— Start of DATASET EXTRACT —

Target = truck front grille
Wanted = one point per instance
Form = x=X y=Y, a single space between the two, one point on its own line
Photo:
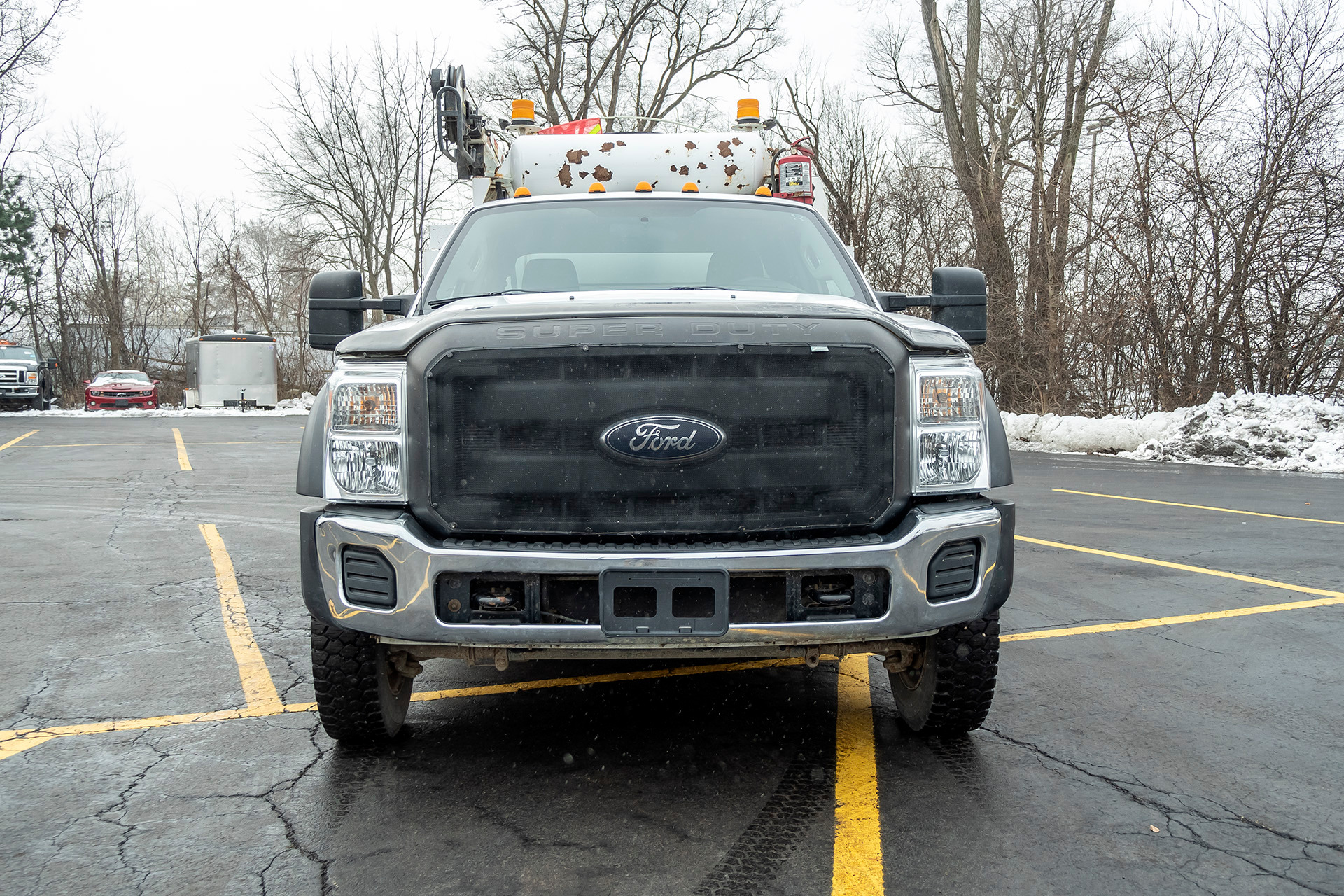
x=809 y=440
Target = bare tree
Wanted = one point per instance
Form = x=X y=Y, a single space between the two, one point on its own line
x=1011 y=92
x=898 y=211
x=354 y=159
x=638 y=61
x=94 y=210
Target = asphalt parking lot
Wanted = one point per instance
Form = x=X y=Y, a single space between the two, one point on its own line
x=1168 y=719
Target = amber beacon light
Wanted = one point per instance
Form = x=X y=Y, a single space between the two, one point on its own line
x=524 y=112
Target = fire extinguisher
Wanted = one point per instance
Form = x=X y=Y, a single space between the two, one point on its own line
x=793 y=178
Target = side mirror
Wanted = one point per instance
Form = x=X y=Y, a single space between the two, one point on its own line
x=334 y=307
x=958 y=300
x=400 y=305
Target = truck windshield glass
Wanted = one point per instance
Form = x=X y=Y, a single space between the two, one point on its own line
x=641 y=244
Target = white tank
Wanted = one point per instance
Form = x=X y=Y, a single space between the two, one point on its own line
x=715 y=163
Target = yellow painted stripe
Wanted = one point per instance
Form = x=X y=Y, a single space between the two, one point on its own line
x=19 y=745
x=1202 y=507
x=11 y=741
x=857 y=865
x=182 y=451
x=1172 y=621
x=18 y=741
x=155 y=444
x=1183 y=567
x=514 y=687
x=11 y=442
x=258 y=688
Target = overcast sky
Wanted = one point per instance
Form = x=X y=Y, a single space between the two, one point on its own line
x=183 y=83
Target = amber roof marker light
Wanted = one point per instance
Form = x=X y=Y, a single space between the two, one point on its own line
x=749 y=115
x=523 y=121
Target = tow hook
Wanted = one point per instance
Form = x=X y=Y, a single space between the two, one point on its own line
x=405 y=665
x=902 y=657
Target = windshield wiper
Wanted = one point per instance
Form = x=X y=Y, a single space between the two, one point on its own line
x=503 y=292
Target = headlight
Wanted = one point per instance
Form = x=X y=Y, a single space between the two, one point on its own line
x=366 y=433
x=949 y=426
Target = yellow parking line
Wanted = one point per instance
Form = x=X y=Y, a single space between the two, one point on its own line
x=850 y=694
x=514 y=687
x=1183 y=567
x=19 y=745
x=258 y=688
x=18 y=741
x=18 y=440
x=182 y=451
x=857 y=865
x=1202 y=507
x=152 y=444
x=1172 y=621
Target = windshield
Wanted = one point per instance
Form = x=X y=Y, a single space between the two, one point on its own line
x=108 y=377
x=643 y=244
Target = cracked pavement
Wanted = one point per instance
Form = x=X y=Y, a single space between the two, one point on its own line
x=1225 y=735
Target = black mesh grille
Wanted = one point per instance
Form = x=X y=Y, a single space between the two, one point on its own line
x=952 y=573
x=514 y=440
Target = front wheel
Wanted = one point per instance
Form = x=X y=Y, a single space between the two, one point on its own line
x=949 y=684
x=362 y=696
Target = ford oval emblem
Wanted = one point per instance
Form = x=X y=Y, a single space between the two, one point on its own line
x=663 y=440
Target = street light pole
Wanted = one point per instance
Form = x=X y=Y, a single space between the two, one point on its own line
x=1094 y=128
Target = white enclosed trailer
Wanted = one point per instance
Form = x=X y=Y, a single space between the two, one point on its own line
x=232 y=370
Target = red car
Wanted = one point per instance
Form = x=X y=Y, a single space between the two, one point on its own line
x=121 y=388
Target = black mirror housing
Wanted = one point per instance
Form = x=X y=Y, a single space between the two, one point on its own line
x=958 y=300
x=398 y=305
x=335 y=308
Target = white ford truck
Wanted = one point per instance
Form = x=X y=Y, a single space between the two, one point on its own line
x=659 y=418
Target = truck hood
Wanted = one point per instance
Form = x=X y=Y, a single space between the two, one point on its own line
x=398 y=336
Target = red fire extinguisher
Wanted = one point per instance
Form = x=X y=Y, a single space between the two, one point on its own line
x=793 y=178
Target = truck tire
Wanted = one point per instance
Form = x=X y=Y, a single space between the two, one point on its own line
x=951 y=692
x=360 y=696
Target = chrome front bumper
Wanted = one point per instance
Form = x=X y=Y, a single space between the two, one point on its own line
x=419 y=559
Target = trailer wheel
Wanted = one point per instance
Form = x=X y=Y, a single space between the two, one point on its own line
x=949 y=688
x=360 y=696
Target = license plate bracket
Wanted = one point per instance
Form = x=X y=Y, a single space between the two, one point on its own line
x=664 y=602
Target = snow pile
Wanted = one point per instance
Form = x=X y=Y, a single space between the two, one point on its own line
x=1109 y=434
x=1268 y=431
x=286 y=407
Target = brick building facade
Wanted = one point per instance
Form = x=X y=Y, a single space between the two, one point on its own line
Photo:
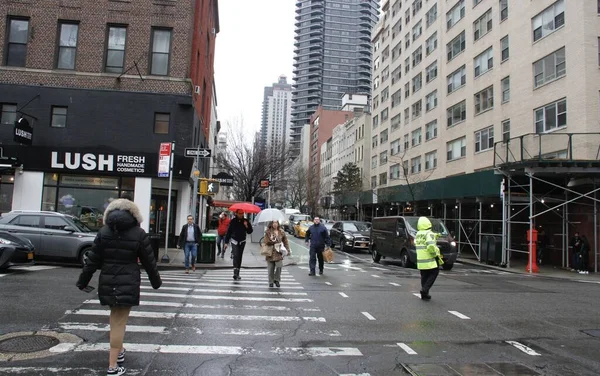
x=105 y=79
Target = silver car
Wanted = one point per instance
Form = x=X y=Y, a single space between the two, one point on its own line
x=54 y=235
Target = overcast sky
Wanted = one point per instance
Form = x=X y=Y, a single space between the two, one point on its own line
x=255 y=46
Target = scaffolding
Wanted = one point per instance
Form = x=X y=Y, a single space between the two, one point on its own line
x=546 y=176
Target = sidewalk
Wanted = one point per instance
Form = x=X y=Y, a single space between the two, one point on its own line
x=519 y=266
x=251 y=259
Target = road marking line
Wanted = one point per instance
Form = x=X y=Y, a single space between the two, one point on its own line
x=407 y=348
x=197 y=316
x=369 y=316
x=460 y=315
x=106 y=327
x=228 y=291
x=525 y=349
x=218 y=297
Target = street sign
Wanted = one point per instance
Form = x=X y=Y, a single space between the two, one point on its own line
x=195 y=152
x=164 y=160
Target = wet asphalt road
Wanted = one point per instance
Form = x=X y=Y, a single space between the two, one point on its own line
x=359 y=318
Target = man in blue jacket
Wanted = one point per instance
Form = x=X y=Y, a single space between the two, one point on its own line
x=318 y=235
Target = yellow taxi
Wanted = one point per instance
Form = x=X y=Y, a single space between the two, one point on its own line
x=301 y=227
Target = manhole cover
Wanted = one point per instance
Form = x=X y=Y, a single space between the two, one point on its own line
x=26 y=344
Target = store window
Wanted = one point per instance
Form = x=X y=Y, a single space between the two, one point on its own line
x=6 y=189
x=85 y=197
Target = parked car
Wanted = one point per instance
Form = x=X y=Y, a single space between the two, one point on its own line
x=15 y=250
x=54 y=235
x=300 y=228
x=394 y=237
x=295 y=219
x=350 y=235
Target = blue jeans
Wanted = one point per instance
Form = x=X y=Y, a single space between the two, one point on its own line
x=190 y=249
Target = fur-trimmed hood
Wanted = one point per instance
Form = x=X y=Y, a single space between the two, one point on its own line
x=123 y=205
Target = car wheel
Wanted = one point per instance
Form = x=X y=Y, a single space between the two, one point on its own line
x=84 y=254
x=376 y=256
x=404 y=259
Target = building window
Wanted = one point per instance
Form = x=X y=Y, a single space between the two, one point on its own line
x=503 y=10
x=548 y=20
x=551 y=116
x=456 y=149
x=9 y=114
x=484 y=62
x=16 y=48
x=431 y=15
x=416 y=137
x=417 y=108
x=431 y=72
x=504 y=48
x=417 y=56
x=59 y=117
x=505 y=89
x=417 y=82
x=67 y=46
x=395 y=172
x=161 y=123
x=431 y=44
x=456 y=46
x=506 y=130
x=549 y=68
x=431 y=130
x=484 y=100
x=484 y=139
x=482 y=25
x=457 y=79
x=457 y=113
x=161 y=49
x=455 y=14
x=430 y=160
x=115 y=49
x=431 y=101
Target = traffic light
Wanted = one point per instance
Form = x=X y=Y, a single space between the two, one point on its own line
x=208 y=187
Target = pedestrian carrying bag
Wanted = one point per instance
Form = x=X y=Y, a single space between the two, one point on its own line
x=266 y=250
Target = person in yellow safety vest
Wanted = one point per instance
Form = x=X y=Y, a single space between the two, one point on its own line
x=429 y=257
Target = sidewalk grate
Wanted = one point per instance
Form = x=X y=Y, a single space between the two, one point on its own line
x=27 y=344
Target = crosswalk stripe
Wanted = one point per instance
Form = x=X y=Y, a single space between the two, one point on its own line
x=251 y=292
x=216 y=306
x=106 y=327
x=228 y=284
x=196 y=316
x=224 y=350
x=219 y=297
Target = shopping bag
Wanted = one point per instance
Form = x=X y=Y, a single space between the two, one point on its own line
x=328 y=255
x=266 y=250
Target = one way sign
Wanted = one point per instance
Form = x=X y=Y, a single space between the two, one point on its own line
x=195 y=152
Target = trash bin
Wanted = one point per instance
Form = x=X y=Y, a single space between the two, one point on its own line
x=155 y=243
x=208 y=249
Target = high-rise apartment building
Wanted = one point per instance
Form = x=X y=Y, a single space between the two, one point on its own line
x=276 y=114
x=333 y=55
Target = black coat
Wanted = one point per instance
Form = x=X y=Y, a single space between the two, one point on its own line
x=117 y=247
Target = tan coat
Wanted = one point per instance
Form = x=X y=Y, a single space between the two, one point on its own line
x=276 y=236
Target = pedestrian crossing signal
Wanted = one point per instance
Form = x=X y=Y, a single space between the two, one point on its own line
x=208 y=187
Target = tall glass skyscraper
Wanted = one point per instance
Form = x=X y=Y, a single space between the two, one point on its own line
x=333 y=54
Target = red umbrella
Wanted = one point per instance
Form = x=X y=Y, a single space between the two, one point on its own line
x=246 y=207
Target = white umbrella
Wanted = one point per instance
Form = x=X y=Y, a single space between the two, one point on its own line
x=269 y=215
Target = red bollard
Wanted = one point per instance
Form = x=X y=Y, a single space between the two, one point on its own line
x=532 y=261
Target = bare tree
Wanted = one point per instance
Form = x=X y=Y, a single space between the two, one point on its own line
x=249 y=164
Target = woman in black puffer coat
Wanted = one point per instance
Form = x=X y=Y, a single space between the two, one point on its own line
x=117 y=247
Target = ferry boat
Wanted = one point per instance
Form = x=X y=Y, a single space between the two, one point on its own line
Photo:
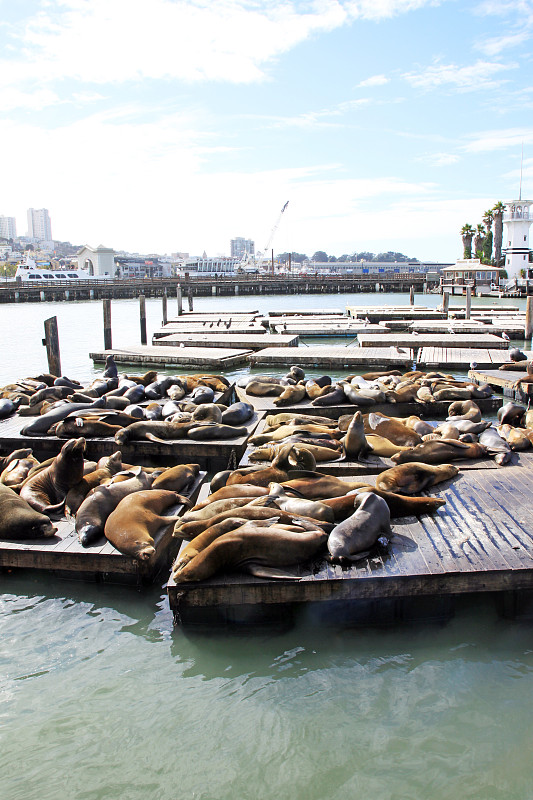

— End of DATASET EXTRACT —

• _STATED PROBLEM_: Please rewrite the records between the lines holding "Target = asphalt parking lot" and "x=523 y=121", inclusive, with "Wanted" changed to "Required" and everything else left as it is.

• _TASK SOLUTION_:
Target = asphalt parking lot
Required = one point per instance
Form = x=X y=Y, a single space between the two, one point on its own line
x=1168 y=719
Target = amber beacon light
Required = one point per instance
Form = x=X y=Y, a single space between the two, one point on its own line
x=524 y=112
Target = fire extinguisher
Required = one point per instance
Form = x=X y=Y, a single space between the two, one point on its own line
x=793 y=178
Target = side mirror
Required = one point per instance
Form = x=X y=Y, a single space between the two, one point on its own line
x=334 y=307
x=958 y=300
x=400 y=305
Target = truck windshield glass
Required = one point per instance
Form = x=X y=Y, a single space between the two, one point on its own line
x=641 y=244
Target = white tank
Required = one point per instance
Form = x=X y=Y, a single space between the two, one point on its own line
x=715 y=163
Target = yellow painted stripe
Required = one point per instance
Form = x=X y=Y, a single space between the two, one point on its own line
x=19 y=745
x=1202 y=507
x=11 y=741
x=857 y=865
x=182 y=451
x=1172 y=621
x=18 y=741
x=155 y=444
x=1183 y=567
x=514 y=687
x=11 y=442
x=258 y=688
Target = overcast sky
Required = one point per instance
Form = x=X y=Y, a single space between the two, one point on its own line
x=183 y=83
Target = amber roof marker light
Required = one point per instance
Form = x=X y=Y, a single space between the two, one point on its own line
x=749 y=115
x=523 y=121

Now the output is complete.